### PASSAGE PROVIDED
The 1984 sexual assault and murder of a 14-year-old Claire Hough on a California beach became a cold case after DNA swabs failed to provide any matches. In 2012, a more sensitive technique was used to analyze DNA found on the victim’s body and in a vaginal swab. DNA tests revealed two matches. DNA samples on her body matched Ronald Tatro, a man with a history of sexual and violent crimes who had died in a suspected suicide on the 27th anniversary of the discovery of Hough’s body. A second suspect, Kevin Brown, was found to be a DNA match for semen samples found on the vaginal swab of the victim.

Kevin Brown had been a crime lab employee with San Diego Police Department, the lab that investigated Hough’s case, from 1982 until his retirement in 2002. Although Brown had a reputation for enjoying strip clubs, participating in boudoir photography, and making offensive sexual comments, there were doubts of Brown’s guilt. There were no connections between Brown and Tatro, and Brown maintained his innocence throughout the investigation. As a result, the fallibility of the DNA testing process was brought into question. While contamination by crime lab employees can occur, the potential contamination of a sample by Brown’s semen was more questionable than stray skin samples or saliva samples.

### DATA FOR REVIEW
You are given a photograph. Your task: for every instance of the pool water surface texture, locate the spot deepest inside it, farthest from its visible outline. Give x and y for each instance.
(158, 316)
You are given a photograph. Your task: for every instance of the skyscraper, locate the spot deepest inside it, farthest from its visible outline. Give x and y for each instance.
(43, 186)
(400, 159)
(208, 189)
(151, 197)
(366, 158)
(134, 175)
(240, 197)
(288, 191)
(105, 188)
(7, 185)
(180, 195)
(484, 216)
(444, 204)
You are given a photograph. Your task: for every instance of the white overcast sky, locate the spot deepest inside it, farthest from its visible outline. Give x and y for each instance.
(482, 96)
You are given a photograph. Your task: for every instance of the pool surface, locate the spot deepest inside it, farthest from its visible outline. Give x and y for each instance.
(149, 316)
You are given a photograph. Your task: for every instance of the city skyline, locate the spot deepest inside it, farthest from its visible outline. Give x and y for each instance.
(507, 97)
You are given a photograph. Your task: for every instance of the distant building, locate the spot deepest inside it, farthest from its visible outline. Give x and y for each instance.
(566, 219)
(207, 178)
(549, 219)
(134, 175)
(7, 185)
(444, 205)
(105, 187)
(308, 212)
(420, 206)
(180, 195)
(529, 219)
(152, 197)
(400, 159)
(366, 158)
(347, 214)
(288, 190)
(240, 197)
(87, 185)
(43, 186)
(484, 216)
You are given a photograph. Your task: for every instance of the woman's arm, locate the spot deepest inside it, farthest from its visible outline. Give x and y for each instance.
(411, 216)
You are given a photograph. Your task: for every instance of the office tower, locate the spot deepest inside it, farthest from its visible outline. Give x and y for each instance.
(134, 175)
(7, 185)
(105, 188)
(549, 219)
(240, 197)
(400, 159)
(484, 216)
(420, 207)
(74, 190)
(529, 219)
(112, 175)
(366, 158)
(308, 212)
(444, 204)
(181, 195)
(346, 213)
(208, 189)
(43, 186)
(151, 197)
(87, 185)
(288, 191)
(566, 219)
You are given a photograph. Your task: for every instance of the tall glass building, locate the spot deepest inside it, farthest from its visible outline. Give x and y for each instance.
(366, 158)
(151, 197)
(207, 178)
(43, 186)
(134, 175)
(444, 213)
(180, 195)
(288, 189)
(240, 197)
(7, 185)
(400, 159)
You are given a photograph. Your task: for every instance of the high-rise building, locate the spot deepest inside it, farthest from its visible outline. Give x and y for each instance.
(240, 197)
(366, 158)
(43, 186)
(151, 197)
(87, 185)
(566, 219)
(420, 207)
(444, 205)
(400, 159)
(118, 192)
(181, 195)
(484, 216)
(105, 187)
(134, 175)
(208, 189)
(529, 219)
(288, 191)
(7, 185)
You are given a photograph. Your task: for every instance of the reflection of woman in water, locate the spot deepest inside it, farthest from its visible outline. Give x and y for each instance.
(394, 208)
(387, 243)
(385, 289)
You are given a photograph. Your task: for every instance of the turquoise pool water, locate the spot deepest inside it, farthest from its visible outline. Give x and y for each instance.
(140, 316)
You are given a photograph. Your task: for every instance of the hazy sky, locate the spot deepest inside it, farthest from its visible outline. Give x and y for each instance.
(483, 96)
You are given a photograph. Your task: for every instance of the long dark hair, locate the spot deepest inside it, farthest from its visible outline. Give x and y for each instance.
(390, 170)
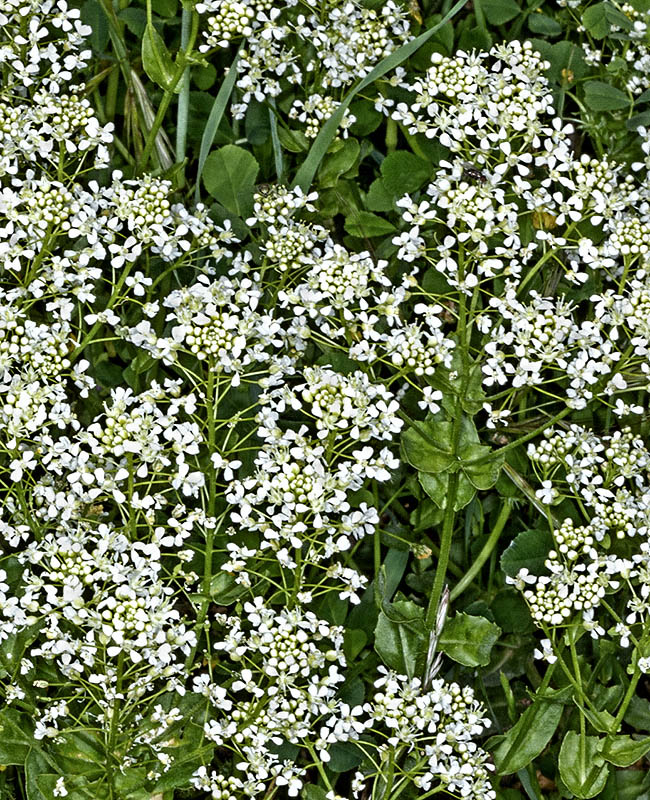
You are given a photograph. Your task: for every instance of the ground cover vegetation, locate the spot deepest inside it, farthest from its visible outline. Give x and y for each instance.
(324, 372)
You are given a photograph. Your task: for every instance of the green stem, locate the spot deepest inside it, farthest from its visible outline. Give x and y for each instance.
(115, 717)
(211, 393)
(183, 97)
(113, 299)
(629, 694)
(523, 439)
(182, 64)
(487, 549)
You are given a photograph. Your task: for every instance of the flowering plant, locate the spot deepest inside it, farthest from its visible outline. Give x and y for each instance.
(308, 488)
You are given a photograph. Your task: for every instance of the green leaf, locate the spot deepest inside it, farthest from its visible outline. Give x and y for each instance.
(404, 173)
(329, 130)
(156, 60)
(229, 175)
(224, 590)
(355, 641)
(311, 792)
(256, 123)
(378, 197)
(545, 25)
(527, 737)
(600, 96)
(602, 721)
(399, 635)
(79, 753)
(36, 765)
(165, 8)
(344, 756)
(582, 768)
(338, 163)
(366, 225)
(511, 612)
(623, 751)
(600, 19)
(93, 15)
(293, 141)
(214, 120)
(436, 486)
(638, 714)
(427, 446)
(15, 739)
(528, 549)
(500, 11)
(469, 640)
(76, 788)
(486, 473)
(135, 20)
(204, 77)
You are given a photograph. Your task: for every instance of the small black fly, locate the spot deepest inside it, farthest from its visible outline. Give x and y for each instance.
(472, 173)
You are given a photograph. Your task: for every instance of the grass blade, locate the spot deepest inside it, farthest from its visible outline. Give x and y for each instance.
(218, 108)
(277, 147)
(326, 135)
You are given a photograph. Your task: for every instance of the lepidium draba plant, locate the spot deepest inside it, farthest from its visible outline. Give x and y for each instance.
(238, 459)
(180, 537)
(539, 259)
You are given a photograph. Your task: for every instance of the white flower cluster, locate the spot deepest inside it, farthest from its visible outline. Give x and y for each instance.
(610, 476)
(284, 49)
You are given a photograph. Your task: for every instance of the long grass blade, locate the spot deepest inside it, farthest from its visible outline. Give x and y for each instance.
(322, 142)
(214, 120)
(277, 147)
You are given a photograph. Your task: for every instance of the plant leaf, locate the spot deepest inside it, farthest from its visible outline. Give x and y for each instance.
(156, 60)
(214, 120)
(582, 768)
(399, 635)
(528, 549)
(229, 175)
(600, 96)
(527, 737)
(623, 751)
(305, 174)
(469, 639)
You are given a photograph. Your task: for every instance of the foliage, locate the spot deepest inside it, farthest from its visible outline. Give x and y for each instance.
(335, 484)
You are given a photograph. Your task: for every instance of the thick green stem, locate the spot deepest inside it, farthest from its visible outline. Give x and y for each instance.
(182, 65)
(485, 553)
(183, 97)
(445, 549)
(113, 761)
(211, 408)
(629, 694)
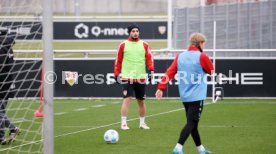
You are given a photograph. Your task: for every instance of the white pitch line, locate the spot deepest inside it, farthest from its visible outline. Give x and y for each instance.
(115, 102)
(60, 113)
(97, 106)
(81, 109)
(102, 126)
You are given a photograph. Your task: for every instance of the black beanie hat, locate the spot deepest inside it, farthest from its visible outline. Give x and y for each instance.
(130, 27)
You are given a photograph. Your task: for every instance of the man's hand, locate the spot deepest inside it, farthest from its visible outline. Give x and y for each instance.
(150, 76)
(159, 94)
(117, 79)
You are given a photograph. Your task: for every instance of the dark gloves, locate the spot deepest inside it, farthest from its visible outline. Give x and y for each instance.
(150, 76)
(117, 79)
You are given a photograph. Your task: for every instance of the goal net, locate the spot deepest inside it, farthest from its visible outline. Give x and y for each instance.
(20, 76)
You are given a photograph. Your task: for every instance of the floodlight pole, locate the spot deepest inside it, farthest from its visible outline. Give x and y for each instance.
(214, 62)
(169, 24)
(48, 121)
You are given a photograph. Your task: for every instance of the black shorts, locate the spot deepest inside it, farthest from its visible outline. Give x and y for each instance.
(139, 89)
(193, 110)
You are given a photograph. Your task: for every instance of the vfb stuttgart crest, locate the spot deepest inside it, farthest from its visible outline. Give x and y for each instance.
(71, 77)
(162, 29)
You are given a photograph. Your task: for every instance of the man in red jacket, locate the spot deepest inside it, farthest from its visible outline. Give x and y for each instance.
(132, 58)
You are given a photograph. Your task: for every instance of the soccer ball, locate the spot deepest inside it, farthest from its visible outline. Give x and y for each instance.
(111, 136)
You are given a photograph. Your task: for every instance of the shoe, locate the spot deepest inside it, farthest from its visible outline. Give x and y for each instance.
(3, 141)
(205, 152)
(13, 134)
(177, 151)
(124, 127)
(144, 126)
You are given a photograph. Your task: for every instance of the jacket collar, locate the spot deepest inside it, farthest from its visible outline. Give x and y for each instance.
(193, 48)
(131, 40)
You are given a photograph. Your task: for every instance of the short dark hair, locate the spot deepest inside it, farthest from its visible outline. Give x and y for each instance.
(130, 27)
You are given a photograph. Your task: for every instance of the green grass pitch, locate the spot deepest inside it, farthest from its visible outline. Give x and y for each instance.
(226, 127)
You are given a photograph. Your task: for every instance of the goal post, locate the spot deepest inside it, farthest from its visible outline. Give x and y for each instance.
(21, 75)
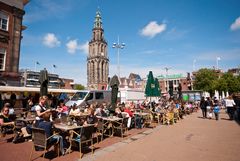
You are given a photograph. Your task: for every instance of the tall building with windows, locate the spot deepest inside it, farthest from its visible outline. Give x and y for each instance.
(11, 16)
(97, 60)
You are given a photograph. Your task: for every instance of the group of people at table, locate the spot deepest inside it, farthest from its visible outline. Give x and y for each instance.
(46, 118)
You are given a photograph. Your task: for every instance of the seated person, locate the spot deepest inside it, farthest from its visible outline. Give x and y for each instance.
(7, 125)
(99, 111)
(74, 110)
(62, 108)
(91, 118)
(41, 109)
(118, 112)
(48, 126)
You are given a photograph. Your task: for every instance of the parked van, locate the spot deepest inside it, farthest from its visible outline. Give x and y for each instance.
(87, 97)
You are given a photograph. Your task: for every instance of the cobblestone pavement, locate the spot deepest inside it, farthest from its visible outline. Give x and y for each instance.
(191, 139)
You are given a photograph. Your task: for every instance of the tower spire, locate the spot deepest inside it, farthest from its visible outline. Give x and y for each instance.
(98, 20)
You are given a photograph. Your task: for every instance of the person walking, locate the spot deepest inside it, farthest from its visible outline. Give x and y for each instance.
(216, 110)
(203, 107)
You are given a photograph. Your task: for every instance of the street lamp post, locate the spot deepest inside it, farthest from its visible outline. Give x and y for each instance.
(118, 45)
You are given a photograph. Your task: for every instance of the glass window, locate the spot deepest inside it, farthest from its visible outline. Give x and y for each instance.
(3, 21)
(2, 58)
(99, 95)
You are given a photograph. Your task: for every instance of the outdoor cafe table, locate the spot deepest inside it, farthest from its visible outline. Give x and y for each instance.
(69, 128)
(109, 123)
(143, 115)
(26, 120)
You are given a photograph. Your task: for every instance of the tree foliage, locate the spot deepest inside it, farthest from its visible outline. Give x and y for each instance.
(208, 80)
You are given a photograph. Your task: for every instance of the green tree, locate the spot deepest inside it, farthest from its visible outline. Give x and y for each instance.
(206, 80)
(79, 87)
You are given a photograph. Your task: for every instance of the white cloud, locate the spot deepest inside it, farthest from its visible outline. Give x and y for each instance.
(126, 69)
(50, 40)
(73, 46)
(152, 29)
(236, 24)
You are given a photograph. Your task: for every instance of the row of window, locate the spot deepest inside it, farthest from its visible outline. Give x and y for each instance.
(2, 58)
(4, 21)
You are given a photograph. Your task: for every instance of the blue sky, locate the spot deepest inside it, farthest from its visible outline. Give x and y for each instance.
(180, 34)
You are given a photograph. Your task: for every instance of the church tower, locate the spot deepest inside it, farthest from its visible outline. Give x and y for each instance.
(97, 60)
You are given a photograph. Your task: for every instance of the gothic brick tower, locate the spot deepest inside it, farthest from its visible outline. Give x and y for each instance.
(97, 60)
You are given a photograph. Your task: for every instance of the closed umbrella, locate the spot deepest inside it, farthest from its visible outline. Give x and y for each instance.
(157, 90)
(223, 94)
(150, 86)
(114, 83)
(43, 79)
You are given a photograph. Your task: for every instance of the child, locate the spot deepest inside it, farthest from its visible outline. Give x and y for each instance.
(216, 111)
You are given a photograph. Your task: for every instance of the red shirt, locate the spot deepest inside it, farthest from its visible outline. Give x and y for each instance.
(129, 112)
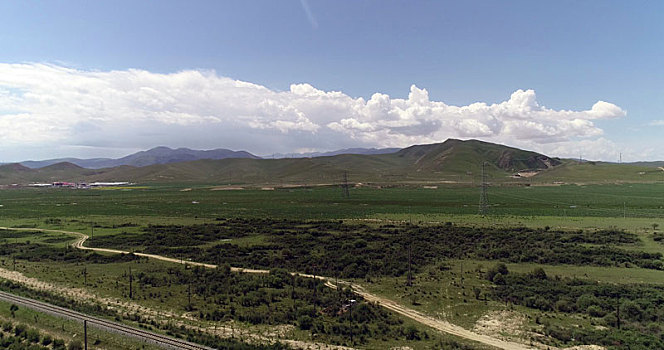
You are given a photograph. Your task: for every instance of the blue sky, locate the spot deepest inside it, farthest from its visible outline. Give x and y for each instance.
(106, 55)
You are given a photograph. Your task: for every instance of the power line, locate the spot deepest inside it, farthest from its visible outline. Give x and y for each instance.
(484, 200)
(344, 186)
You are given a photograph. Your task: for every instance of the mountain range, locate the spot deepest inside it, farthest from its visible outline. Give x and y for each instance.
(157, 155)
(452, 161)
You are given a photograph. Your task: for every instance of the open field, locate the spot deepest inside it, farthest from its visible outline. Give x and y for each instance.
(565, 201)
(446, 285)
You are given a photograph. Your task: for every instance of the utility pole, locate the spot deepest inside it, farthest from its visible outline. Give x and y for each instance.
(484, 200)
(131, 279)
(409, 282)
(618, 310)
(189, 295)
(344, 186)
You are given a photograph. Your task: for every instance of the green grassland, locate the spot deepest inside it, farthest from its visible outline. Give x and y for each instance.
(445, 283)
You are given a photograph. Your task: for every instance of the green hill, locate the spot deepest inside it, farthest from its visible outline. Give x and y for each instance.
(453, 161)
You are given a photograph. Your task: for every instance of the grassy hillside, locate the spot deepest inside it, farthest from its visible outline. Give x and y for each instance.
(453, 161)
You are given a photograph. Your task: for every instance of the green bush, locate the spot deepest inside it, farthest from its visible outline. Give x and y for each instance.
(595, 311)
(46, 340)
(33, 335)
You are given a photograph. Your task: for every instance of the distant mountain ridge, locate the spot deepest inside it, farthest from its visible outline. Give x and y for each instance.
(157, 155)
(452, 161)
(365, 151)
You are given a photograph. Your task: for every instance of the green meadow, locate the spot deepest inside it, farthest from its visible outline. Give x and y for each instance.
(445, 285)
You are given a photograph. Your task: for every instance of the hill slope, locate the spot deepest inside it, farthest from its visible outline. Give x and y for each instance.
(453, 161)
(157, 155)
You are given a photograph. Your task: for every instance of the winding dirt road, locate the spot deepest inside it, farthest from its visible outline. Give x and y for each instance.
(434, 323)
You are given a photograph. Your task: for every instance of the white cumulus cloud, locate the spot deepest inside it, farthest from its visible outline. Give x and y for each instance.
(54, 106)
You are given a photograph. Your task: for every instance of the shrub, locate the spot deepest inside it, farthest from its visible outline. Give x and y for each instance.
(46, 340)
(33, 335)
(595, 311)
(75, 345)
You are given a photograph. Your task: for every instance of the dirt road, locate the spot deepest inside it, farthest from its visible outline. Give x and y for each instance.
(434, 323)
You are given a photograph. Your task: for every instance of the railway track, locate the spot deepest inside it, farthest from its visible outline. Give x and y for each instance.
(115, 327)
(440, 325)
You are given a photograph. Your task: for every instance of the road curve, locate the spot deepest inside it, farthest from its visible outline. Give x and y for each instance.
(417, 316)
(155, 338)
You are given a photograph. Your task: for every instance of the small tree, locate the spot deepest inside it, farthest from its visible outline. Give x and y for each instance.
(12, 309)
(75, 345)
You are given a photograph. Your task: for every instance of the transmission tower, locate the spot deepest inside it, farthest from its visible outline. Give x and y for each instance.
(484, 200)
(344, 186)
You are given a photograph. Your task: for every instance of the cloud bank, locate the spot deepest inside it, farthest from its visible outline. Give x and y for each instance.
(53, 107)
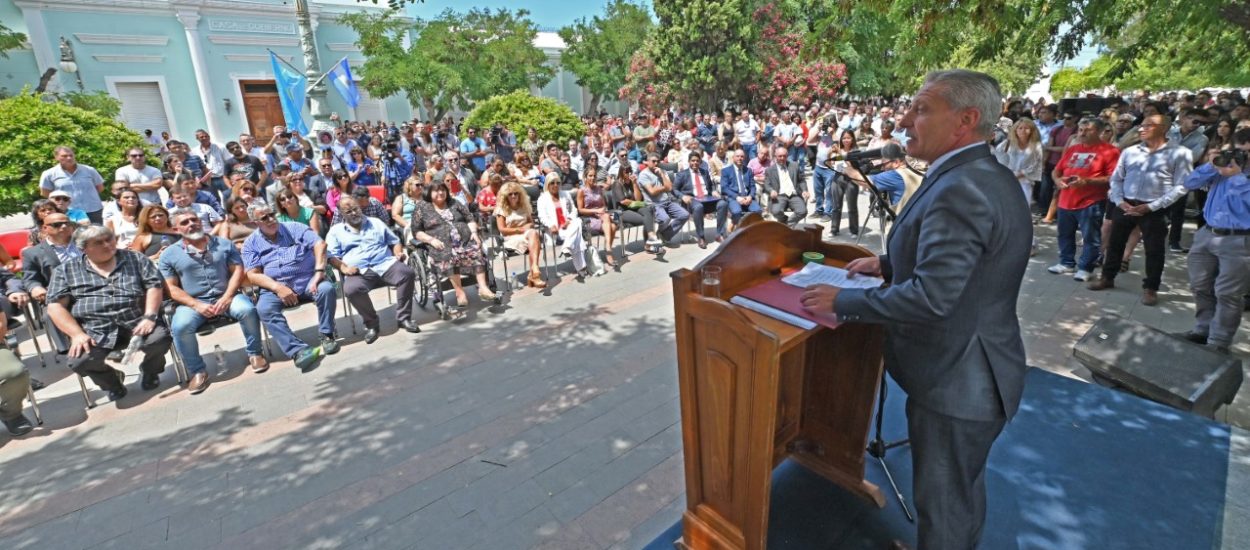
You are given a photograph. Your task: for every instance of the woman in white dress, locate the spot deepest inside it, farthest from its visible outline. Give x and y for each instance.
(559, 214)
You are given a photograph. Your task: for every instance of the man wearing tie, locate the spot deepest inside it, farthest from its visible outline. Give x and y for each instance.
(694, 188)
(788, 190)
(955, 260)
(738, 188)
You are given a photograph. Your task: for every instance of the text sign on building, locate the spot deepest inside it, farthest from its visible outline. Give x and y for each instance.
(251, 26)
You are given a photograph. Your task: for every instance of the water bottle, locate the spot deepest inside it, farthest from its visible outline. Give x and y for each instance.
(131, 356)
(221, 358)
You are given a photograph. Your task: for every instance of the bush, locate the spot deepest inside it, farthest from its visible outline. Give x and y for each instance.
(30, 129)
(519, 110)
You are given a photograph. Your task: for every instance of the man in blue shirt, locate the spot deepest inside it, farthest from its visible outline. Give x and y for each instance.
(204, 274)
(288, 263)
(474, 149)
(369, 255)
(1219, 274)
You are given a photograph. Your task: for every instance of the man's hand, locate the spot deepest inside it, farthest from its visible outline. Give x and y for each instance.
(19, 299)
(288, 295)
(144, 328)
(205, 310)
(315, 281)
(870, 266)
(80, 345)
(819, 298)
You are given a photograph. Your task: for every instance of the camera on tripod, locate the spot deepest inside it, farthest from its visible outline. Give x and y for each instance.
(1230, 156)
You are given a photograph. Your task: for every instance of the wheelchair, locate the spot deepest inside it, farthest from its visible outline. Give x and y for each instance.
(431, 284)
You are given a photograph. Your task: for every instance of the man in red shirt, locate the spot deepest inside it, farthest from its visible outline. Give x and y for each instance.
(1083, 175)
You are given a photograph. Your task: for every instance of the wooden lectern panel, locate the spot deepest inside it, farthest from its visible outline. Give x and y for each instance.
(756, 390)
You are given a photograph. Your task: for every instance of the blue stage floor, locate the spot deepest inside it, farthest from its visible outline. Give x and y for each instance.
(1079, 468)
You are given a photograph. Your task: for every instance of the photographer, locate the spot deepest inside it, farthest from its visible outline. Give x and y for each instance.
(1219, 274)
(396, 166)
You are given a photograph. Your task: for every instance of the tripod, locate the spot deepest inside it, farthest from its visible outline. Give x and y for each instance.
(878, 446)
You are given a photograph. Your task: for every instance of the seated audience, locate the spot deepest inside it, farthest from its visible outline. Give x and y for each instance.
(286, 260)
(100, 300)
(369, 255)
(514, 218)
(204, 274)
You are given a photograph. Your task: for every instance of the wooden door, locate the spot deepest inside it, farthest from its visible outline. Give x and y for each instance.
(263, 108)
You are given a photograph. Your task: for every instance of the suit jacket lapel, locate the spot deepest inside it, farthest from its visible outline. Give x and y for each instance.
(963, 158)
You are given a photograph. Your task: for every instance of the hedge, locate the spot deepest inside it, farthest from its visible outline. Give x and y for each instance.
(30, 129)
(519, 110)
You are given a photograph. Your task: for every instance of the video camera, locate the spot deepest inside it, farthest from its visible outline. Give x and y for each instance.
(1230, 156)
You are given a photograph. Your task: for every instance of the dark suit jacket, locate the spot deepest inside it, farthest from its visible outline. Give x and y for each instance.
(956, 258)
(729, 183)
(684, 185)
(773, 180)
(36, 265)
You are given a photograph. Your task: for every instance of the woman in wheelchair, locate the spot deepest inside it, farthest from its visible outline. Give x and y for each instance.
(593, 205)
(450, 230)
(558, 213)
(514, 218)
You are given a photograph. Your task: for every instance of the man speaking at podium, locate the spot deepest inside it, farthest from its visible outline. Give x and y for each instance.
(955, 260)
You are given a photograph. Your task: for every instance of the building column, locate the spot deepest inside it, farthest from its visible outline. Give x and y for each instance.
(190, 20)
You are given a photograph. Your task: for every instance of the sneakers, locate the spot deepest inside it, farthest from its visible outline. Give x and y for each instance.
(305, 358)
(329, 345)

### WHAT YOU WILL DO
Please pick up the passage about the Claire Hough cold case from its final sentence and keep writing it.

### ANSWER SECTION
“[T]he process of “differential extraction,” which is supposed to isolate sperm cells from non-sperm cells for analysis, fails up to half of the time. If differential extraction failed in Brown’s case, his skin cells or saliva could have gotten onto the Hough vaginal swab, and nobody would have been the wiser. The technician might have believed he was analyzing DNA that came from semen.”

Even if the differential extraction process had been carried out correctly and Brown’s semen was actually on the potentially contaminated sample, there is another explanation for how Brown’s semen could have ended up on the swab:

“To verify that evidence tests are set up correctly, criminalists analyze reference samples, also known as standards. Many of these standards are purchased from laboratory-supply companies. But in the 1980s, analysts frequently turned to a fresher, cheaper source. ‘The semen standards that we used were from ourselves,’ Stam says bluntly. Criminalists’ using their own semen was a convenient, common shortcut, but one that, unbeknownst to them at the time, presented a high risk of contamination. ‘They had Brown’s pure, amplified DNA around,” Hampikian says.Knowing that Brown’s semen was present in the lab, Stam offered a guess as to how it could have gotten into the Hough evidence. ‘If someone cut the [Hough] swab with the same pair of scissors that they used to cut Kevin’s swab for use as a standard, who knows?’ ”

Unfortunately, even if Brown could have his name cleared, it would be too late. Knowing that SFPD suspected Brown and were close to arresting him, Brown grew anxious and depressed. He committed suicide on October 20, 2014 before facing arrest or trial. Experts note that this case highlights the problems with DNA evidence in that once someone is implicated, it is extremely difficult to convince others, particularly jurors, that a DNA match could be faulty.